§ GOAL
Please copy out the material below word for word, everything from the line containing "Can you spot the silver" down to the line containing "x=184, y=592", with both of those lines included.
--- Begin ---
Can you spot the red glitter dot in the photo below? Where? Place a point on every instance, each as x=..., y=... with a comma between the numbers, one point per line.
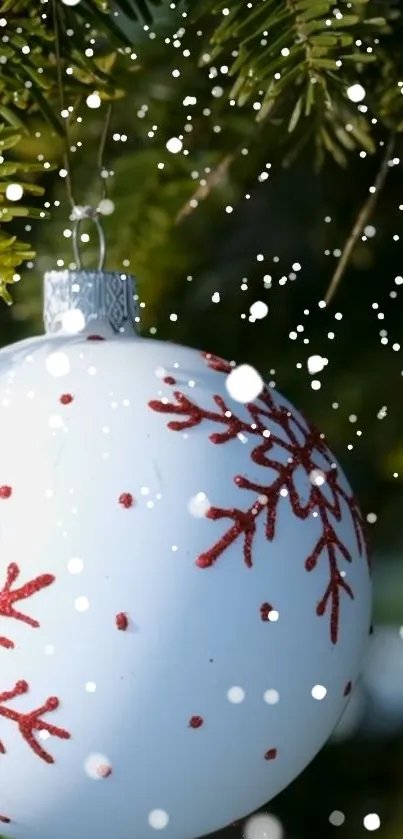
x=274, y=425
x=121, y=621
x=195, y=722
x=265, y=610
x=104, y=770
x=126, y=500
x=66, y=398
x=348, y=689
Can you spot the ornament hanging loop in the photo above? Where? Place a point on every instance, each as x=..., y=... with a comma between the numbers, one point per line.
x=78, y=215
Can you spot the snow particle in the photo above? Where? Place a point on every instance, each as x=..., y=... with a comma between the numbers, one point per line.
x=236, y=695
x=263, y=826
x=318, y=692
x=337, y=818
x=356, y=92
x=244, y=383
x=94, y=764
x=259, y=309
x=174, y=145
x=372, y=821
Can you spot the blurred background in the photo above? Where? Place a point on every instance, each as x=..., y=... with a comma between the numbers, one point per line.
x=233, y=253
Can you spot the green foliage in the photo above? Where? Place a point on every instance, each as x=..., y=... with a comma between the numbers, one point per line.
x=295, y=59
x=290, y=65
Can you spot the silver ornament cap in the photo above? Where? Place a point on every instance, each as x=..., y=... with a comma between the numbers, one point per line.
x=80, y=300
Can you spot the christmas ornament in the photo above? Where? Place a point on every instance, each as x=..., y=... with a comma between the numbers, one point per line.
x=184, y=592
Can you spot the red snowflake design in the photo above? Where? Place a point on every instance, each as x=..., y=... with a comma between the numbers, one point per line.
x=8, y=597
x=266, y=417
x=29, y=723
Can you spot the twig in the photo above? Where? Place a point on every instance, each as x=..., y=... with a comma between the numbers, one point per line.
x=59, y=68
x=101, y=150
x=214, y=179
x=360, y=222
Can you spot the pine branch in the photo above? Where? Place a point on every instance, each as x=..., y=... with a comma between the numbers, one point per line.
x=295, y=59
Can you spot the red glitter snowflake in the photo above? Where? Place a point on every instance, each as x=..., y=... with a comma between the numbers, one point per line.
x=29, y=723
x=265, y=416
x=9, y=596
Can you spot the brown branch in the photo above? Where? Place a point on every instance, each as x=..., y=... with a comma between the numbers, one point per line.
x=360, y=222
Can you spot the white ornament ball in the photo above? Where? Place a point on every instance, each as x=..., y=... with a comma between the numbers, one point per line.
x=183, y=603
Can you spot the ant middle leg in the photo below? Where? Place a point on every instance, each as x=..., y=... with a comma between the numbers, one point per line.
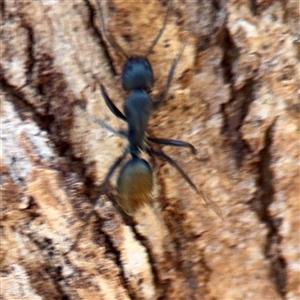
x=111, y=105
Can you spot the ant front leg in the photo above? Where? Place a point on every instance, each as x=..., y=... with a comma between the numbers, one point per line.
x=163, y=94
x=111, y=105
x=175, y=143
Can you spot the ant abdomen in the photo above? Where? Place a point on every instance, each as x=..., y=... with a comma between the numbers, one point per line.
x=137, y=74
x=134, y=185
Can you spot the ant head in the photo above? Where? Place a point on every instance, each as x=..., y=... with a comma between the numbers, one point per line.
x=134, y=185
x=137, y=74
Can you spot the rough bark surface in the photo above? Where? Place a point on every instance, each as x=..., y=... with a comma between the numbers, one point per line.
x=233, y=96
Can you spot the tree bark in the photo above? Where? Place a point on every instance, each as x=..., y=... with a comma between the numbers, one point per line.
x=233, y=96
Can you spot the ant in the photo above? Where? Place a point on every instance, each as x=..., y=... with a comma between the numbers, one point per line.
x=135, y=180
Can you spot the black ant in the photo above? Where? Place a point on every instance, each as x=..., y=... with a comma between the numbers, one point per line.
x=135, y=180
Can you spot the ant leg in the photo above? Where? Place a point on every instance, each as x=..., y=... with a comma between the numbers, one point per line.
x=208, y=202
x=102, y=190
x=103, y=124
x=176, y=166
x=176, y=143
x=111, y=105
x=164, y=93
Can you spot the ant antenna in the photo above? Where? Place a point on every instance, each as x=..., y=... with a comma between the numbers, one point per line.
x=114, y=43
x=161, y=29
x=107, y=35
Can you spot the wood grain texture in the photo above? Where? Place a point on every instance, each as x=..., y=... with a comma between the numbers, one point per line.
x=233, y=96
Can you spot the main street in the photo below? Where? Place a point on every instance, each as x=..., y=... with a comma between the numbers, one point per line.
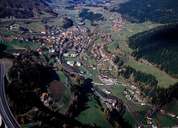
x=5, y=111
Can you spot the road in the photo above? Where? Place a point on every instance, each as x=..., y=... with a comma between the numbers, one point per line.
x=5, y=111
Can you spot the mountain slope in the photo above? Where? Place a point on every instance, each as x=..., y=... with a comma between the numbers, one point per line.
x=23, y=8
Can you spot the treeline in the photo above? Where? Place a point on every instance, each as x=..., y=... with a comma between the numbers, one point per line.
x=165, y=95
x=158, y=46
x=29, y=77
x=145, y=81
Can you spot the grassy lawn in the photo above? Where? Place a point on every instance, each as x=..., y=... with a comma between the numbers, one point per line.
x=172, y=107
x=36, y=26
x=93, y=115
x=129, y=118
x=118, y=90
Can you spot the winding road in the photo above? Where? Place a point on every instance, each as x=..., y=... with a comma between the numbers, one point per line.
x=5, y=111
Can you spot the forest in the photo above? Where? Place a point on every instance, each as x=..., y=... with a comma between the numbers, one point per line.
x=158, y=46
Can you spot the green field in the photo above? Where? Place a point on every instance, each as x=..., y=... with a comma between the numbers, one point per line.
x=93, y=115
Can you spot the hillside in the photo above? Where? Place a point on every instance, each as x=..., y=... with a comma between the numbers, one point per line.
--- End ---
§ THE ANSWER
Can you spot the silver ornament cap in the photo above? Where? Place a point on every instance, each as x=..., y=... with a comma between the numbers, one point per line.
x=80, y=300
Can you spot the christmas ornament in the photo above? Where? Place a point on every instance, each as x=..., y=... with a comma between the numbers, one point per line.
x=184, y=592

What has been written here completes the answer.